Data supplied –
= = =
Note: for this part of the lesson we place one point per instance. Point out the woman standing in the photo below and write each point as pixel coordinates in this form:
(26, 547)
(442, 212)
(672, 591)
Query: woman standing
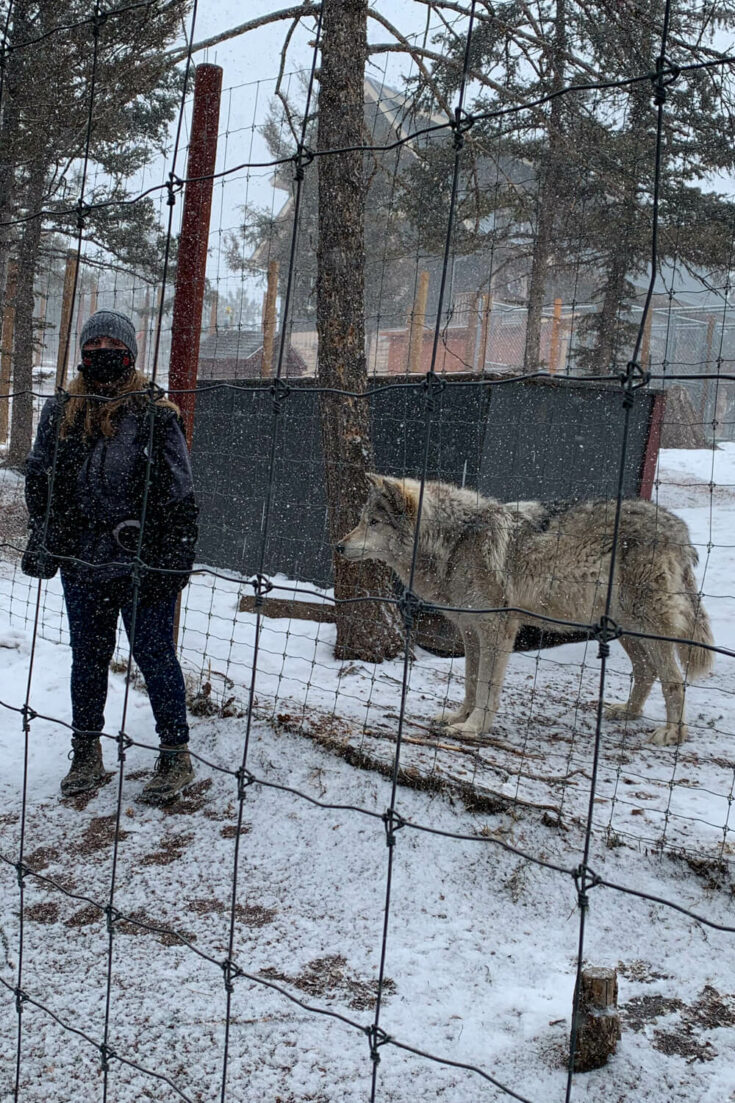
(110, 496)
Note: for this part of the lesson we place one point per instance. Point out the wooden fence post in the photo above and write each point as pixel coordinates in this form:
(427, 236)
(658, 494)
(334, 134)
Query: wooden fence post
(555, 342)
(269, 321)
(7, 351)
(64, 328)
(417, 323)
(598, 1024)
(487, 310)
(40, 349)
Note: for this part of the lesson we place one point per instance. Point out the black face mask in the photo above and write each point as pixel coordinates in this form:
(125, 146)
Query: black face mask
(105, 365)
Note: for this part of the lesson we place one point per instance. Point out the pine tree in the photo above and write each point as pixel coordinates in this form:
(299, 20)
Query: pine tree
(45, 114)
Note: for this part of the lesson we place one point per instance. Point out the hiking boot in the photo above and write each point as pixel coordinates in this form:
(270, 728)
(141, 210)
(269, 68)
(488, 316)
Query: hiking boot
(87, 770)
(173, 772)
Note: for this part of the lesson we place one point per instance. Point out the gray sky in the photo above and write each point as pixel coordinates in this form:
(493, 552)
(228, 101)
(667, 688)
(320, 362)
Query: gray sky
(251, 64)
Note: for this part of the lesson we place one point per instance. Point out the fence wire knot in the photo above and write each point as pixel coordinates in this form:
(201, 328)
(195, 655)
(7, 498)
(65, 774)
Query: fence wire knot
(28, 714)
(245, 779)
(124, 742)
(231, 973)
(105, 1053)
(173, 184)
(632, 379)
(262, 585)
(302, 157)
(433, 386)
(392, 822)
(82, 212)
(409, 607)
(98, 20)
(112, 916)
(605, 631)
(460, 125)
(584, 879)
(279, 392)
(660, 82)
(376, 1037)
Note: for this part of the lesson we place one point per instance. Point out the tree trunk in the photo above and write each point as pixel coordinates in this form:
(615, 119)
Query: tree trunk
(608, 325)
(366, 631)
(549, 199)
(21, 28)
(21, 426)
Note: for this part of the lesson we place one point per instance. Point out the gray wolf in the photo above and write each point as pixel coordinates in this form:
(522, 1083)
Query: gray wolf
(477, 553)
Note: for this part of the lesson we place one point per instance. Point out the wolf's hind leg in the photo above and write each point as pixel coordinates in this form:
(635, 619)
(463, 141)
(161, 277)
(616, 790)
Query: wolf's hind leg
= = =
Task to carry out – Reproduce all of the material above word for word, without the pictures.

Response to the task –
Note: for this part of the lesson we place one point per instance. Point out the woman standing in the photo below and write each point as pixel coordinates in this form:
(26, 547)
(442, 212)
(672, 591)
Query: woman standing
(110, 496)
Note: for this part of the lesson we place one point per instance. Point out the wooden fence post in the photo above and write each point as pixel coordinates in this form:
(427, 236)
(658, 494)
(334, 134)
Query: wooden fence post
(555, 342)
(269, 321)
(7, 351)
(64, 328)
(417, 323)
(598, 1024)
(487, 310)
(40, 349)
Note: for this part of the lesson we place one point per instance. Point out the black face mask in the photo above and write each point as pixel coordinates in this form:
(125, 146)
Query: black face mask
(105, 365)
Note: for this part of the lesson we place one point per instance. Point out the pine tree in the photo above and write each point as pixel coordinates in this form:
(299, 20)
Query: pine tree
(45, 114)
Note: for this part of the lesson we place one point per instance. Point out the hiking boot in the photo above and write each point as pixel coordinates in this form:
(270, 728)
(141, 210)
(269, 68)
(488, 316)
Query: hiking boot
(87, 770)
(173, 772)
Note: for this part of the lesson we place one point per instance. Point out the gray sky in the photo above and write each point as pixel coordinates in this form:
(493, 552)
(228, 101)
(667, 688)
(320, 362)
Query: gray sky
(251, 64)
Note: for this part of the lesson we place one point per instance. Point out the fence wire knot in the photo above and write each point as pixel coordinates in this form:
(201, 328)
(195, 655)
(7, 498)
(65, 774)
Query: fence wire knot
(28, 714)
(245, 779)
(124, 742)
(231, 973)
(105, 1053)
(173, 184)
(632, 379)
(262, 585)
(302, 157)
(433, 386)
(392, 822)
(82, 212)
(409, 607)
(98, 20)
(112, 916)
(605, 631)
(460, 125)
(584, 879)
(279, 392)
(660, 82)
(376, 1037)
Note: for this part of the lesson we place one point per instance. Point out the tree trunk in the photo above and write each point as pixel coordinates in this form:
(615, 119)
Query: tree trunk
(608, 325)
(366, 631)
(549, 199)
(21, 28)
(21, 426)
Note: for this part of the lesson we place one point per instance. Point out the gray wolf in the photo above and write each point as pixel coordinates in this form:
(522, 1083)
Query: gray wolf
(477, 553)
Note: for this part of the lesson we place one point per instance. Point out the wolf's hind leg in the photo above and write each point as pixel coordinates in this form:
(635, 619)
(463, 141)
(161, 277)
(616, 790)
Query: wolf's hind leg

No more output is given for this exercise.